Compiti da svolgere
[A] Nel testo sugli artisti livornesi, per onorare chi gli artisti si costituirono formalmente nel Gruppo Labronico?
[B] Riscrivi la parte del testo sugli artisti livornesi che si apre con "Si è voluto" e si chiude con "secolo di attività.", sostituendo "Gruppo Labronico" con "Gruppo Livornese".

Nel XX secolo, in un’assolata provincia italiana, una branca di artisti dava vita ad una delle esperienze artistiche più interessanti della penisola. Nella città di Livorno il Novecento vide un inspiegabile proliferare di personalità artistiche di grande livello, sbalorditivo se si pensa alla dimensione della città e alla sua certo non antica tradizione artistica.
“I livornesi sono individui fuori dal gruppo anche quando costituiscono un gruppo”, afferma Vittorio Sgarbi: “diversi, solitari, irriducibili”, insomma “anarchici”. Tanti i nomi importanti che formano questa compagine, di cui sicuramente il più celebre è Amedeo Modigliani, mentre rimane abbastanza sconosciuto al grande pubblico Mario Puccini (Livorno, 1869 – Firenze, 1920), che invece fu molto apprezzato in vita. Se Livorno fu ingrata con Modigliani, tanto da dare la notizia della sua morte solo attraverso un striminzito trafiletto di giornale in quanto fratello dell’onorevole Giuseppe Emanuele Modigliani, alla morte di Mario Puccini molti artisti e intellettuali si strinsero intorno a questa figura, già guardata in vita con molto rispetto, e vissuto come il vero erede del grande maestro Giovanni Fattori. Puccini era accostato al maestro macchiaiolo non solo perché si era lungo abbeverato alla sua lezione, ma anche per quel suo carattere isolato, schivo, lontano dalle mondanità e dagli intellettualismi, spesso mascherato dietro una maschera di pittore incolto, che entrambi gli artisti coltivavano.
Si è voluto vedere entrambi come fautori di una pittura dove il vero veniva istintivamente mediato attraverso una grande sensibilità artistica, visione piuttosto limitante dell’arte di Puccini. È proprio per onorare le spoglie di Mario Puccini che gli artisti livornesi si costituirono formalmente nel Gruppo Labronico, compagine che ha festeggiato il secolo di attività.

Informazioni estratte
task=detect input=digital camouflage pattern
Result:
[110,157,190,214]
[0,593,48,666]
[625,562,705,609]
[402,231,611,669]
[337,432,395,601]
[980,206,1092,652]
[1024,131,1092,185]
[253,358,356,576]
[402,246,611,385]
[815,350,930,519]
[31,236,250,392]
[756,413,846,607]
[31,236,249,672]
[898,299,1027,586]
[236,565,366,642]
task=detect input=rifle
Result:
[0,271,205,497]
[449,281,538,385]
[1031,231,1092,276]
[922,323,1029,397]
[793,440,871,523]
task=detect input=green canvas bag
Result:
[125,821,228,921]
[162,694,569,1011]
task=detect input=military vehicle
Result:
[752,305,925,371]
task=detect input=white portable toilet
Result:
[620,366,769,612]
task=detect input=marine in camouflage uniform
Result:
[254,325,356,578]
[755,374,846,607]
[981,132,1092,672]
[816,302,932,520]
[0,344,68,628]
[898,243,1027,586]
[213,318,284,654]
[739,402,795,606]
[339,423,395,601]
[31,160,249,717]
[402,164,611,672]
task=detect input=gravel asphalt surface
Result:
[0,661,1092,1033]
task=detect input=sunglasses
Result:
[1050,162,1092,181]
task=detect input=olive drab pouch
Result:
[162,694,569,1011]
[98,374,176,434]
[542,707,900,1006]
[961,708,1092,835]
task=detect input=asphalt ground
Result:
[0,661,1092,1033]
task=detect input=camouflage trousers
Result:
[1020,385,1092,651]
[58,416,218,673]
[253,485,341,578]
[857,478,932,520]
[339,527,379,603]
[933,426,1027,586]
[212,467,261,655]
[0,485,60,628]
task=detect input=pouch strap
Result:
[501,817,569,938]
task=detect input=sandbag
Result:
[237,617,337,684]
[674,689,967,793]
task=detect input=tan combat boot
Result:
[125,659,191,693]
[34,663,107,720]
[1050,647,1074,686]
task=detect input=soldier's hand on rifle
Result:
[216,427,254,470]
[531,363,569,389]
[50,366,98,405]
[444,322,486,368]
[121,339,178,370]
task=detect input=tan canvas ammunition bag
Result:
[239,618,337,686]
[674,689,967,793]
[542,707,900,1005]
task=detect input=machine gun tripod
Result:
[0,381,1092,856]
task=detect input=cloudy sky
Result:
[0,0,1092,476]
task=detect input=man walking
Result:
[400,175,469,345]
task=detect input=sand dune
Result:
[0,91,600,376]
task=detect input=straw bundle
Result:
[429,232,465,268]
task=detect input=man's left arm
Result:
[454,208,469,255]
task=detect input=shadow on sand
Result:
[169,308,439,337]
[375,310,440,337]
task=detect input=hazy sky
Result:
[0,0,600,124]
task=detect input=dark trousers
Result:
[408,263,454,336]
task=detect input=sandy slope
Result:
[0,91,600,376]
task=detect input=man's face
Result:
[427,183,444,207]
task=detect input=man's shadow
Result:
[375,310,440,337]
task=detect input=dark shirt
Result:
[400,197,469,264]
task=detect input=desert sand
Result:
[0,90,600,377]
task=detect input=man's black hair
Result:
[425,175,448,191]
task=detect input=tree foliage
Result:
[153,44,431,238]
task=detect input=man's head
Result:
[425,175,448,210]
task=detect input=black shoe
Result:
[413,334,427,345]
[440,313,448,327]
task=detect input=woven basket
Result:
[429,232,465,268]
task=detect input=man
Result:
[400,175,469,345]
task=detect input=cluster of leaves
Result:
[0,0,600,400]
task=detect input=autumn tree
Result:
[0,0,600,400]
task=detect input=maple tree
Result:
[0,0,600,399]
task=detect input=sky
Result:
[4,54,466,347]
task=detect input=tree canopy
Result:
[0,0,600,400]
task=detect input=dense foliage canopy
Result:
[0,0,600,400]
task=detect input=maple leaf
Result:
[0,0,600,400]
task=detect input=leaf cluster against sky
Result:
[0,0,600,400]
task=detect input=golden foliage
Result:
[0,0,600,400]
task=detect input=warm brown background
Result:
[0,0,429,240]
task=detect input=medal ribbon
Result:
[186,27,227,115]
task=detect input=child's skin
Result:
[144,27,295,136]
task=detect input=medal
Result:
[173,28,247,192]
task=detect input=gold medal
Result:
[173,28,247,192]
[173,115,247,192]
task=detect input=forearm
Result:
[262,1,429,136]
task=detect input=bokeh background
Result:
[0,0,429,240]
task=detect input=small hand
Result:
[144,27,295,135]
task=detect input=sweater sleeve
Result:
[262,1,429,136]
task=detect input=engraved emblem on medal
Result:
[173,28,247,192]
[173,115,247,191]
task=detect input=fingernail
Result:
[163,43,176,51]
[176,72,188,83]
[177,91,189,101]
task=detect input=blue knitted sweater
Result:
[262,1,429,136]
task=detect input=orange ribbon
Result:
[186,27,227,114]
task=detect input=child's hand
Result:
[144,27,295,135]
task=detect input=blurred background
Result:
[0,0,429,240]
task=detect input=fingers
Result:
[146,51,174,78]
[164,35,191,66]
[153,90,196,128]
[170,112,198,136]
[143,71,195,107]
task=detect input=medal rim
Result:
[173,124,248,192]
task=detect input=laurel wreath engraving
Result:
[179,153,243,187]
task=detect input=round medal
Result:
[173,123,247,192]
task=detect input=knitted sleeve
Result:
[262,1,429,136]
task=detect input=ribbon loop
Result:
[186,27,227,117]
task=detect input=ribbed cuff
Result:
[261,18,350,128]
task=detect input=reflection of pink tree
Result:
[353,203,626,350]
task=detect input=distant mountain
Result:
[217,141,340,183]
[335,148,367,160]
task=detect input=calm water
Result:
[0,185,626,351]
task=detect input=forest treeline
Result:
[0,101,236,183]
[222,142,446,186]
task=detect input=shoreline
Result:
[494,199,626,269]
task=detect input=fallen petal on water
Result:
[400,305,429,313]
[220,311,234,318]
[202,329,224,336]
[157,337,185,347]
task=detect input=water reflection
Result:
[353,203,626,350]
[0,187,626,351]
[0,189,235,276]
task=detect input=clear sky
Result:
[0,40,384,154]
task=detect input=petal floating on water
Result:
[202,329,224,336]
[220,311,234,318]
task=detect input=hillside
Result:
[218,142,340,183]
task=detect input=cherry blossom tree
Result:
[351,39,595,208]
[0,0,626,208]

Risposte
[A] Per onorare le spoglie di Mario Puccini.

[B]
Si è voluto vedere entrambi come fautori di una pittura dove il vero veniva istintivamente mediato attraverso una grande sensibilità artistica, visione piuttosto limitante dell’arte di Puccini. È proprio per onorare le spoglie di Mario Puccini che gli artisti livornesi si costituirono formalmente nel Gruppo Livornese, compagine che ha festeggiato il secolo di attività.